Using the records that follow, count the lines containing the word "riverbank" and give that number only.

--- START ---

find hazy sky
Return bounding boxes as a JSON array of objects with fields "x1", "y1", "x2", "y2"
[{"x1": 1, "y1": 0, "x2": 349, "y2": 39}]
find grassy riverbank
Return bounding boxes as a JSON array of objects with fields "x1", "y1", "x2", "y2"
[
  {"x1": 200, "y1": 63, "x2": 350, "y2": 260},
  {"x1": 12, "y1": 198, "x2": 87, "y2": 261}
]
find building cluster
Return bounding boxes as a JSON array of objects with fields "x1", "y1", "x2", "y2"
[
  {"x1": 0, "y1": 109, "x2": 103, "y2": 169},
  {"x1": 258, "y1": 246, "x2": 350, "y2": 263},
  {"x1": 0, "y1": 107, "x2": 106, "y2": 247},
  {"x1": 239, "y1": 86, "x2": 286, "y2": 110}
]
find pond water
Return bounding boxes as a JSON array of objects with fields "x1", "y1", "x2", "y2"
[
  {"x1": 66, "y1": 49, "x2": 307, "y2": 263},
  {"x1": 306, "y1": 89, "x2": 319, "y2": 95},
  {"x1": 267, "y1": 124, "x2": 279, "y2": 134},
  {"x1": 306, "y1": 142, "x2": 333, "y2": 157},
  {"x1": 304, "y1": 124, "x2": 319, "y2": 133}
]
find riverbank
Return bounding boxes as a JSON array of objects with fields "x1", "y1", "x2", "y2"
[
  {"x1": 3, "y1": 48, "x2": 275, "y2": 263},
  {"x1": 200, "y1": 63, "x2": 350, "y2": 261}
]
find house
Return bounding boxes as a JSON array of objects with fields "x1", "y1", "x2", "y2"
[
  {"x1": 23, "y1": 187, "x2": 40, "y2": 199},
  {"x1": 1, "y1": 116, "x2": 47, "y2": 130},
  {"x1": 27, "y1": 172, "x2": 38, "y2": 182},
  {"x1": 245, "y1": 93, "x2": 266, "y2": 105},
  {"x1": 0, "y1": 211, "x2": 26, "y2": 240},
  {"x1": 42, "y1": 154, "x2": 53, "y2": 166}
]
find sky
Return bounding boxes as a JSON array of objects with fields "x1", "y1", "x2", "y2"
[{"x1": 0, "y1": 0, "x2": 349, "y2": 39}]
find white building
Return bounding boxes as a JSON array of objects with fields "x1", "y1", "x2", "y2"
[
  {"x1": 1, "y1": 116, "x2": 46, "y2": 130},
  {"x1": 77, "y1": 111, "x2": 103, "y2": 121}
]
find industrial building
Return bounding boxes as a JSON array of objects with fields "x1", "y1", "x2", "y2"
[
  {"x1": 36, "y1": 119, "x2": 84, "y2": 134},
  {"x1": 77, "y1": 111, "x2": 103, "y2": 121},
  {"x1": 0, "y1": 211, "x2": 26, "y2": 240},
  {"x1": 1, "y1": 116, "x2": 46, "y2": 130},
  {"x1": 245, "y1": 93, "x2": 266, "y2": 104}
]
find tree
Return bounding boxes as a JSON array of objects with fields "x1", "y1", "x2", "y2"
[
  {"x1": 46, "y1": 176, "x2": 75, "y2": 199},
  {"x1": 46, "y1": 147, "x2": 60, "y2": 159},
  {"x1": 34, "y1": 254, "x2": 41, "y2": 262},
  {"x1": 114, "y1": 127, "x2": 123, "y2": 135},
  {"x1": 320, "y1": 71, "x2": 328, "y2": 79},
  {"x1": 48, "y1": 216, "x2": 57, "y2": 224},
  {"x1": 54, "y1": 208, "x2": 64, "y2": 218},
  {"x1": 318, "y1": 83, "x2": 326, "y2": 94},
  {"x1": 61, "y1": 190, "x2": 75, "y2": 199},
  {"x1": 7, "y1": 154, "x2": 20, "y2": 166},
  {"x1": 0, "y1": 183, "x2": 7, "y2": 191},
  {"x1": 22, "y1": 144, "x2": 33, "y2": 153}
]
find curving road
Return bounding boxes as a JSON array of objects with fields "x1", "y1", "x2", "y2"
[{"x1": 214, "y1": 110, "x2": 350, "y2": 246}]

--- END ---
--- START ---

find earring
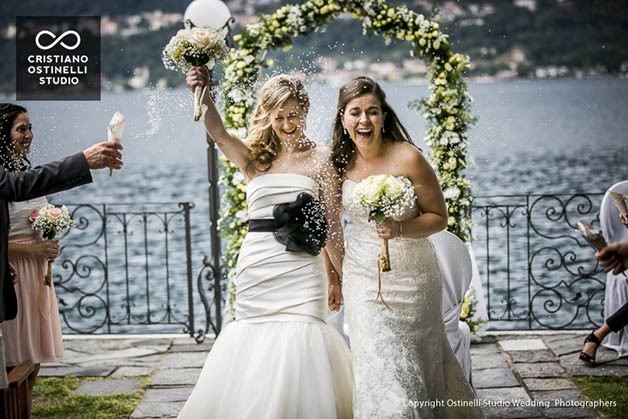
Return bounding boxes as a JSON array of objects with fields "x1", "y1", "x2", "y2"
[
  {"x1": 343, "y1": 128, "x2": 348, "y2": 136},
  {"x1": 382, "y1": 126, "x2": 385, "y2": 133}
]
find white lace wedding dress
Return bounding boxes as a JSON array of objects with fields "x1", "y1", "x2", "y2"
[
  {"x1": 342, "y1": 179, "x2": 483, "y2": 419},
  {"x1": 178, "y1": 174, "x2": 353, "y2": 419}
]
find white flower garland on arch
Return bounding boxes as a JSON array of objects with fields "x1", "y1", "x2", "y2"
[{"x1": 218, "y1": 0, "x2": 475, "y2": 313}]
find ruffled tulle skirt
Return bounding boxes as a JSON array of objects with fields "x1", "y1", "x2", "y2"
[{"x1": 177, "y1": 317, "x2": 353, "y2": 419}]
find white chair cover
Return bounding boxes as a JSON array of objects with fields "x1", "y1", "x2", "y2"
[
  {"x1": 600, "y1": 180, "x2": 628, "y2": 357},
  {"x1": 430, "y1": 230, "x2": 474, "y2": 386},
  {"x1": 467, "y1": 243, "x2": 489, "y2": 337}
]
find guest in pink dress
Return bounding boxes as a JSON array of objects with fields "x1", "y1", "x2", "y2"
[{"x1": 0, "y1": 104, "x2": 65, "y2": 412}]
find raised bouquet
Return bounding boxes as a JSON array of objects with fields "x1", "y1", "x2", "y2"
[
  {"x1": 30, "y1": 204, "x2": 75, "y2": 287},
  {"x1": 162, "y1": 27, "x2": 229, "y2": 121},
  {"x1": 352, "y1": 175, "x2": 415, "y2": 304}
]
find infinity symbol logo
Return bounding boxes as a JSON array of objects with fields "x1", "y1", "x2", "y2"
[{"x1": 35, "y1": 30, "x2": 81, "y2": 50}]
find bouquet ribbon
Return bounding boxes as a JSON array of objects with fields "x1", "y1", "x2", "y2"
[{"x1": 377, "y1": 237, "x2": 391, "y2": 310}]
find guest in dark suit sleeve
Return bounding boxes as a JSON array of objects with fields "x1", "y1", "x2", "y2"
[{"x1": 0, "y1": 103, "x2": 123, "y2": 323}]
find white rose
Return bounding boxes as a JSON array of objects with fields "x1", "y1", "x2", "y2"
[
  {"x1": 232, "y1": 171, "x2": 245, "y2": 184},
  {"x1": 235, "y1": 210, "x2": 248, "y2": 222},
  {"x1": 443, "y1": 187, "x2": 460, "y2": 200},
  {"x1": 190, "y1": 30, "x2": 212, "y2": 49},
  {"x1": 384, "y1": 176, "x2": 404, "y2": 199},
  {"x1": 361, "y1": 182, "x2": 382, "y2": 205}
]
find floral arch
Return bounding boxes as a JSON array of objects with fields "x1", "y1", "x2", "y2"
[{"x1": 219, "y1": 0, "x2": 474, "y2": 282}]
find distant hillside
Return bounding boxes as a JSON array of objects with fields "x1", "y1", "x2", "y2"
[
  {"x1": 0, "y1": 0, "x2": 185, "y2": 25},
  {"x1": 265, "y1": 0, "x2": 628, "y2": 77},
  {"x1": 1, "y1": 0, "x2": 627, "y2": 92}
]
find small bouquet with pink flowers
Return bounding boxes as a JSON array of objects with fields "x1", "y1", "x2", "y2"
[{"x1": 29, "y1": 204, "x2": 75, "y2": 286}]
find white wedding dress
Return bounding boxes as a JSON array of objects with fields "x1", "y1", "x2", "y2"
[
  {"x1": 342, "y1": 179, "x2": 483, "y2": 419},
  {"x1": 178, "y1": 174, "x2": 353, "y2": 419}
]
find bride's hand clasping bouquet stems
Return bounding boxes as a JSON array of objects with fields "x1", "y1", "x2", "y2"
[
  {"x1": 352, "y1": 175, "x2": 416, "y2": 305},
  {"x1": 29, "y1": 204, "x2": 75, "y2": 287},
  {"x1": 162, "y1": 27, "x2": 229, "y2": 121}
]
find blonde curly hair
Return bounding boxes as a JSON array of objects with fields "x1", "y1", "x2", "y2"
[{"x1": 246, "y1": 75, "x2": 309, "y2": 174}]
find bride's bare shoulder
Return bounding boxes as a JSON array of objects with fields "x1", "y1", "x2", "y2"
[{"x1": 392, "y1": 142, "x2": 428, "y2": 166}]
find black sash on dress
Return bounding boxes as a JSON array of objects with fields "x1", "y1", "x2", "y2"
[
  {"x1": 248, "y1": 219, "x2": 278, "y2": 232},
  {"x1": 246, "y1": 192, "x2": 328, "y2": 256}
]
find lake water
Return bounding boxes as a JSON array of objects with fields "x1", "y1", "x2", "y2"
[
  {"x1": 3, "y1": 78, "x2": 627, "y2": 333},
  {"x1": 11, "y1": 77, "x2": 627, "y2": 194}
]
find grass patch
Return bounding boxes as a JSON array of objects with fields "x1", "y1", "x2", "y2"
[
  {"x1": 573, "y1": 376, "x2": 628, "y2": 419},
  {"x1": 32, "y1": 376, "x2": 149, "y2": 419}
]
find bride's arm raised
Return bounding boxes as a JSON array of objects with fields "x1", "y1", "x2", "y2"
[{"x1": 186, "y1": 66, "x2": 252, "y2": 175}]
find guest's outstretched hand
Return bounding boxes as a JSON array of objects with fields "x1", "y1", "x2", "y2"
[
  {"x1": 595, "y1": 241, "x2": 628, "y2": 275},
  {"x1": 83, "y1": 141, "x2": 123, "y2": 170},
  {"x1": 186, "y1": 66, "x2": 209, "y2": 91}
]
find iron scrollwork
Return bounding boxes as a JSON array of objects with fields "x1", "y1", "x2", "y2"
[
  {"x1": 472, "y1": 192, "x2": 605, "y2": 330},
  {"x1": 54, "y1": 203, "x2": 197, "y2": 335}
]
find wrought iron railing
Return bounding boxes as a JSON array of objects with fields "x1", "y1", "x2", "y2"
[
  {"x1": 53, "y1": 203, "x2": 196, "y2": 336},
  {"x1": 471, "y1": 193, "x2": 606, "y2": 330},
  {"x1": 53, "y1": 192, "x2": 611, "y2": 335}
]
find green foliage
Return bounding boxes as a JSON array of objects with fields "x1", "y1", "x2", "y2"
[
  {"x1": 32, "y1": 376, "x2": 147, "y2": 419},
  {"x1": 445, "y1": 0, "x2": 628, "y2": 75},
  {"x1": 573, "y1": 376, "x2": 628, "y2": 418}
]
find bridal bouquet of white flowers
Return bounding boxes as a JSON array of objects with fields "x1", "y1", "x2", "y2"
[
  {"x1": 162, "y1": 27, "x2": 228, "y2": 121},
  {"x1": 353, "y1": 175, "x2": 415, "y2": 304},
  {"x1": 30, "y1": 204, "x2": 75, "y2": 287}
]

--- END ---

- _Reply_
2